• **Challenge A**
Reproduce the passage on reserve requirements between "As described above, the" and "Jordanian financial community.", inclusive, switching every "Palestinian Monetary Authority" to "central bank".
• **Challenge B**
State how many lines of the records contain the word "building". Give the number and nothing else.

• **Document passage**
□ □ □ □ □ □ □

The liquidity safeguard role of reserves is jeopardized by policies such as reducing reserve requirements and placing reserves in the domestic banking system. This is a potentially serious consideration as the practice of placing reserves may exacerbate a liquidity shortage. In order to meet its obligations during a liquidity crisis, the Palestinian Monetary Authority itself would be forced to withdraw deposits from the banking system and thus potentially contribute to a further deterioration of the situation. A localized (i.e., at one or a few banks) liquidity problem could thereby be spread to other parts of the banking system. However, provided that they are sufficiently liquid, the banks’ large holding of foreign assets would be a good safeguard against a liquidity shortfall.

As described above, the Protocol sets strict guidelines for reserve requirement rates for deposits of Israeli new sheqalim. This limits the scope for the Palestinian Monetary Authority to adjust the actual new sheqel rates directly but does not preclude the use of remuneration or placements. By depositing a portion of new sheqel reserves with the bank of origin without accepting interest the Palestinian Monetary Authority can effectively skirt the reserve requirement restrictions. Adjusting Jordan dinar reserve requirement rates, although not in violation of any formal agreements, may elicit a negative response from the Jordanian financial community.

□ □ □ □ □ □ □

• **Listed records**
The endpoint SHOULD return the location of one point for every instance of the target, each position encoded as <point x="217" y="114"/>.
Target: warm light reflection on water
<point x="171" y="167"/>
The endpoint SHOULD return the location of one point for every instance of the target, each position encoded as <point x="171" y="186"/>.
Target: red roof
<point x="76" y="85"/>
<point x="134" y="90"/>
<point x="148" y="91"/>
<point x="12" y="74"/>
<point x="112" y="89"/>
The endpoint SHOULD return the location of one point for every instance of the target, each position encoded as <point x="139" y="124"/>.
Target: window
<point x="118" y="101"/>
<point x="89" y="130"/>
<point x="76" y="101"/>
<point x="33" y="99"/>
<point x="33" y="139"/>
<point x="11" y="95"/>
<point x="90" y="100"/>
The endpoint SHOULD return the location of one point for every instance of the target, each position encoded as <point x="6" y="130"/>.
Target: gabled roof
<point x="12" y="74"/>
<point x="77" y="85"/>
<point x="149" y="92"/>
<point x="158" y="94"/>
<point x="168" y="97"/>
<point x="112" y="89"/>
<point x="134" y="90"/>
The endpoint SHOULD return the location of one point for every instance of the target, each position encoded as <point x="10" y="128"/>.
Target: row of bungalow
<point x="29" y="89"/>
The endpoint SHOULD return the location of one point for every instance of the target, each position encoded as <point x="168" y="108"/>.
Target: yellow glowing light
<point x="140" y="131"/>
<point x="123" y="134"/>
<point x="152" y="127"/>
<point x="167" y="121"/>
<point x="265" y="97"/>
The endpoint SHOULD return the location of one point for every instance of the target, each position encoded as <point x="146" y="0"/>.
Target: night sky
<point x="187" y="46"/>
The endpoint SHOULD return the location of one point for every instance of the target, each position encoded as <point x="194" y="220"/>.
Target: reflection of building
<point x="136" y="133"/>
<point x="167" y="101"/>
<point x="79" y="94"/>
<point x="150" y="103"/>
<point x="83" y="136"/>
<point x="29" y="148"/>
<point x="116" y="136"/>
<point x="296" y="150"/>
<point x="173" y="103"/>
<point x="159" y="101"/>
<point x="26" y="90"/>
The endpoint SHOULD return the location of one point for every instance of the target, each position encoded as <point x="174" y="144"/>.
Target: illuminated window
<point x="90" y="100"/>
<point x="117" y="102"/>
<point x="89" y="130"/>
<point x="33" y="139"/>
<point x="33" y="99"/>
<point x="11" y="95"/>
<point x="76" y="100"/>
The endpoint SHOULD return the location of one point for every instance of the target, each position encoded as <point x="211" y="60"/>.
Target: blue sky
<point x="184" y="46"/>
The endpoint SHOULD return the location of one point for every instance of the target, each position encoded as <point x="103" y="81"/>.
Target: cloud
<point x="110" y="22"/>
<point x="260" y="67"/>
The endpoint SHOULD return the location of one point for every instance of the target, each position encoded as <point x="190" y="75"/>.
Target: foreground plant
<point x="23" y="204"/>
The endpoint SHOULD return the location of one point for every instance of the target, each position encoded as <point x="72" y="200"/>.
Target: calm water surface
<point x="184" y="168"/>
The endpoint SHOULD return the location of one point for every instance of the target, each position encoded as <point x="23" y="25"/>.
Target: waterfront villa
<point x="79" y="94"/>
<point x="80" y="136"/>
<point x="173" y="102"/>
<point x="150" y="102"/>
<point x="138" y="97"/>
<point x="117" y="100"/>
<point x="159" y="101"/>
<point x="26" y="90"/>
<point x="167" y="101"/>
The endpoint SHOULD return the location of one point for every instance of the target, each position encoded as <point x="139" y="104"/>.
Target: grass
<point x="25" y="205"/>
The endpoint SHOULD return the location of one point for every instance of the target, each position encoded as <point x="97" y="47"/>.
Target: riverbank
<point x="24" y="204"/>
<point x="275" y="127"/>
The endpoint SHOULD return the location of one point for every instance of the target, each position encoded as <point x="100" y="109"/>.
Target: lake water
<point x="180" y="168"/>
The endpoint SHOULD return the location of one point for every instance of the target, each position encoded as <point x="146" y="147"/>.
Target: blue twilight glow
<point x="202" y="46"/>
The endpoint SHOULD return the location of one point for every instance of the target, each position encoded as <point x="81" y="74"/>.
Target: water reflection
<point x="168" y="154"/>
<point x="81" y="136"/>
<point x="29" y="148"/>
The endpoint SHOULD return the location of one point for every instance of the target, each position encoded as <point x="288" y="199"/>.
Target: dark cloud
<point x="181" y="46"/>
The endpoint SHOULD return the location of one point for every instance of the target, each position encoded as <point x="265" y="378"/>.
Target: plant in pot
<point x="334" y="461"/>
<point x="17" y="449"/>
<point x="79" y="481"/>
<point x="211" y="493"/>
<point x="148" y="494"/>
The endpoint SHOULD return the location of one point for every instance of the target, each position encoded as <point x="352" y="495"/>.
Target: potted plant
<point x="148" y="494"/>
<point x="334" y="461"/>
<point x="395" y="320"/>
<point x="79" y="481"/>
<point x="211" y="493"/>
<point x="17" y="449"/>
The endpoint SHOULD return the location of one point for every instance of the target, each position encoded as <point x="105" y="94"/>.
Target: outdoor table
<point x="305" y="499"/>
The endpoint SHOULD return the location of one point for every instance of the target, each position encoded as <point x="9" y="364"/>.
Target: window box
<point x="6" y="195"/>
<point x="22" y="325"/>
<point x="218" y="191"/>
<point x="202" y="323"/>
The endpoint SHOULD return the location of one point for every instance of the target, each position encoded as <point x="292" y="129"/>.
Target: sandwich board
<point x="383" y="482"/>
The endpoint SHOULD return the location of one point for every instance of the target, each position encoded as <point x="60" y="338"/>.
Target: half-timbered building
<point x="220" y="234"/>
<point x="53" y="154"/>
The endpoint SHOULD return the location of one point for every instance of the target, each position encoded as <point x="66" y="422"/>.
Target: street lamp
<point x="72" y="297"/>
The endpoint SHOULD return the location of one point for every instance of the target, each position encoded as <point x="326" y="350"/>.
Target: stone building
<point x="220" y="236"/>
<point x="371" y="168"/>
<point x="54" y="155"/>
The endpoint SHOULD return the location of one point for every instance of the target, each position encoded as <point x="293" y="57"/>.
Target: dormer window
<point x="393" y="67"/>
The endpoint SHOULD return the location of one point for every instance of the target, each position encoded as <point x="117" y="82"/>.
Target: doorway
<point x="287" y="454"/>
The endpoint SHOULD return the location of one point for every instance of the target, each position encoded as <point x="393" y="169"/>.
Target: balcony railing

□ □ □ □ □ □ □

• **Task output A**
As described above, the Protocol sets strict guidelines for reserve requirement rates for deposits of Israeli new sheqalim. This limits the scope for the central bank to adjust the actual new sheqel rates directly but does not preclude the use of remuneration or placements. By depositing a portion of new sheqel reserves with the bank of origin without accepting interest the central bank can effectively skirt the reserve requirement restrictions. Adjusting Jordan dinar reserve requirement rates, although not in violation of any formal agreements, may elicit a negative response from the Jordanian financial community.

• **Task output B**
3